The task
Would you return the entries exactly, with every line intact?

Records drawn from a dataset
================

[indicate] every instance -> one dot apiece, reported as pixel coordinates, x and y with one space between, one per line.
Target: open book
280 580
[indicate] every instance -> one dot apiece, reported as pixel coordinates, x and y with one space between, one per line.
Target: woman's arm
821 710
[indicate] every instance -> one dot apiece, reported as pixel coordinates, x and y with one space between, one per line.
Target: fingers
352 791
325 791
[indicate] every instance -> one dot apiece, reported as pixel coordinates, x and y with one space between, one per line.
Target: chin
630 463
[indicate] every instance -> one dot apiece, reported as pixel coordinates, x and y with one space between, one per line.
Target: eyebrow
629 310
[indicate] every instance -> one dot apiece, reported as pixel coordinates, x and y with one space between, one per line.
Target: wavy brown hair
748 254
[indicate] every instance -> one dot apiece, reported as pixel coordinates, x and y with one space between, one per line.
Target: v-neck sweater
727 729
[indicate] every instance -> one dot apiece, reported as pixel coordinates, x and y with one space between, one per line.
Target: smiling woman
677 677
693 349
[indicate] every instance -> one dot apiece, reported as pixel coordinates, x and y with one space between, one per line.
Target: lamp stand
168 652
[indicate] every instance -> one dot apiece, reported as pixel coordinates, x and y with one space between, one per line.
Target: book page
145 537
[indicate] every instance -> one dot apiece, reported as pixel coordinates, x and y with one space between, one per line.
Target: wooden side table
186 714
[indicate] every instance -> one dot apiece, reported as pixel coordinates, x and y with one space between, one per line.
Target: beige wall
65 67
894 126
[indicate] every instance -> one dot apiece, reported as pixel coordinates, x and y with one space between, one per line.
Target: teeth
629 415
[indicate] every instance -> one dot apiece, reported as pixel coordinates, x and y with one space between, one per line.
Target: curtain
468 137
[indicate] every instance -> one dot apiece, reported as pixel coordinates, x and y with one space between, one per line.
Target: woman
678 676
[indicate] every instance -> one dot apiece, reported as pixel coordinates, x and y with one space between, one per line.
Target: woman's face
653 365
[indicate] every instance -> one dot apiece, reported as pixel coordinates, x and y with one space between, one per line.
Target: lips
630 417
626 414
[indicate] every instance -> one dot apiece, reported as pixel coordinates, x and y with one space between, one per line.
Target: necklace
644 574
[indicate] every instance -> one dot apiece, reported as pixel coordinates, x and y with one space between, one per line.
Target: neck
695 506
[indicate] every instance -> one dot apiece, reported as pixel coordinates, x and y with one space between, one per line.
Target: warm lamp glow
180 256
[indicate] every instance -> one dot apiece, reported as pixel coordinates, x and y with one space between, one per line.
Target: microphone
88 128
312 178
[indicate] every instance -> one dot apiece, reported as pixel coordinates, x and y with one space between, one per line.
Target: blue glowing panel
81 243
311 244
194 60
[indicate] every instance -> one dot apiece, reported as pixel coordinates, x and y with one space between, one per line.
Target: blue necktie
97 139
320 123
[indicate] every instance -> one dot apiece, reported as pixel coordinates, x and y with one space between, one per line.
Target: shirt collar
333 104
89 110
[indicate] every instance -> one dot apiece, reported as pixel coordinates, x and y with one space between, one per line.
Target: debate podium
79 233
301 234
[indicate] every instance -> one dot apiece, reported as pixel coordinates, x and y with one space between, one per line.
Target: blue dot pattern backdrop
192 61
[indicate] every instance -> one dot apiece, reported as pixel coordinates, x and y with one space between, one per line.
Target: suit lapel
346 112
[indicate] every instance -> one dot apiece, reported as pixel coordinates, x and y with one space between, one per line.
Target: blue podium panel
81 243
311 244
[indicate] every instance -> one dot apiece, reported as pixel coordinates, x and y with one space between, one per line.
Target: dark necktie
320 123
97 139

================

Output below
[indicate] every instance -> one dot apiece, reported as pixel coordinates, x and y with one space between, one per line.
Target: open book
280 580
[indicate] every instance -> one dot apiece, reported as pixel coordinates, x and y with one space between, one per line.
Target: woman's arm
821 710
[indicate] every instance -> one dot apiece, reported as pixel coordinates, x and y with one space between, one per line.
Target: fingers
352 791
325 791
[indicate] every instance -> one dot apiece, reported as pixel coordinates, x and y with one space between, one per line.
Target: chin
630 463
[indicate] every instance -> one dot apiece, reported as pixel coordinates, x and y with one space between, one per line.
Target: eyebrow
629 310
[indicate] every instance -> one dot apiece, reported as pixel coordinates, x and y with one space between, one per line.
Target: wavy brown hair
748 254
[indicate] every instance -> one dot apiece, reported as pixel coordinates, x and y with one space between, one per line.
Target: v-neck sweater
727 729
[indicate] every instance -> one dot apiece, reported as pixel coordinates, x and y with one space between, one per line.
Target: smiling woman
677 677
693 349
[indicate] every instance -> one dot apiece, reported as pixel coordinates, x and y with one space between, one per line.
Target: lamp stand
168 652
[indicate] every instance -> one dot apiece, reported as pixel coordinates, x and y with one space between, one per line.
Target: book page
145 537
[indicate] every instance -> one dot apiece, reported as pixel coordinates, x and y with one space between, one per line.
Target: wooden side table
186 714
[indicate] every instance -> one dot apiece, reported as pixel coordinates, x and y with one space between, one per line.
Target: beige wall
65 67
894 126
[indicate] every instance -> one dot apiece, reported as pixel coordinates, x and y with one space between, one per line.
Target: teeth
629 415
[indicate] every instance -> one dot apiece, reported as pixel coordinates, x and y with one space between, one per line.
Target: curtain
468 137
[indicate] every instance -> one dot apiece, reported as pixel coordinates, x and y with one space between, one per line.
Target: woman
678 676
[indicate] every instance -> one dot apiece, reported as pixel coordinates, x and y with one space between, one per line.
Target: woman's face
653 365
[indicate] every instance -> one dot apiece, reported as pixel coordinates, x and y with one space between, one per line.
Target: lips
630 417
626 414
[indicate] every instance -> one dot apiece, reported as pixel coordinates, x and y with one space between, one per line.
Target: necklace
644 574
[indicate] every instance -> one dot apiece, reported as pixel coordinates, x and y with one space between, one per line.
Target: neck
695 506
[indicate] every instance -> one dot apiece, reported as pixel coordinates, x and y with one space between, one per line.
Target: warm lamp glow
180 256
[indicate] every instance -> one dot apiece, reported as pixel coordinates, x and y with one space between, one per line.
Target: microphone
88 128
312 178
[indicate] every instance -> one dot apiece, reported as pixel coordinates, x and y with one space between, one per line.
Target: blue glowing panel
81 243
311 244
194 60
[indicate] every instance -> one dot apiece, reported as pixel coordinates, x and y with one space between, one per line.
Target: blue necktie
97 139
320 123
[indicate] every instance -> one dot apiece, reported as pixel coordinates, x and y with one space between, one per line.
Target: shirt collar
333 104
89 110
[indicate] every instance -> one dot apiece, reported as pixel coordinates, x and y with one space between, one per line.
Target: debate podium
79 233
301 234
[indicate] every instance -> one dot apiece, reported as pixel coordinates, x and y with one space between, one per line.
Target: blue dot pattern backdrop
192 61
[indicate] every instance -> one dot apiece, reported as pixel coordinates, x and y with one space between, one per line.
Target: suit lapel
346 112
[indicate] every instance -> one dot apiece, reported as pixel coordinates, x and y with one space between, one per line.
Target: blue podium panel
81 243
311 244
[indicate] every instance -> one dot apiece, reported as pixel coordinates, x and y with one space between, one per line.
Target: dark necktie
320 123
97 139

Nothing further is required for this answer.